Entries for pointing and labeling
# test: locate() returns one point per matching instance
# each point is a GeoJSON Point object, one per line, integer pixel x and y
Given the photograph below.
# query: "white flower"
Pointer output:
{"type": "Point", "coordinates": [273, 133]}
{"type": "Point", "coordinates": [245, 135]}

_AIM OF THE TASK_
Convert every line of the entries above into a JSON list of strings, one string per line, omitting blank lines.

_RESPONSE_
[
  "# test: locate() returns one point per matching instance",
  "# each point is a GeoJSON Point object, one per line, integer pixel x and y",
  "Given the photograph below.",
  "# query: \"white flower\"",
  "Pointer output:",
  "{\"type\": \"Point\", \"coordinates\": [273, 133]}",
  "{\"type\": \"Point\", \"coordinates\": [245, 135]}"
]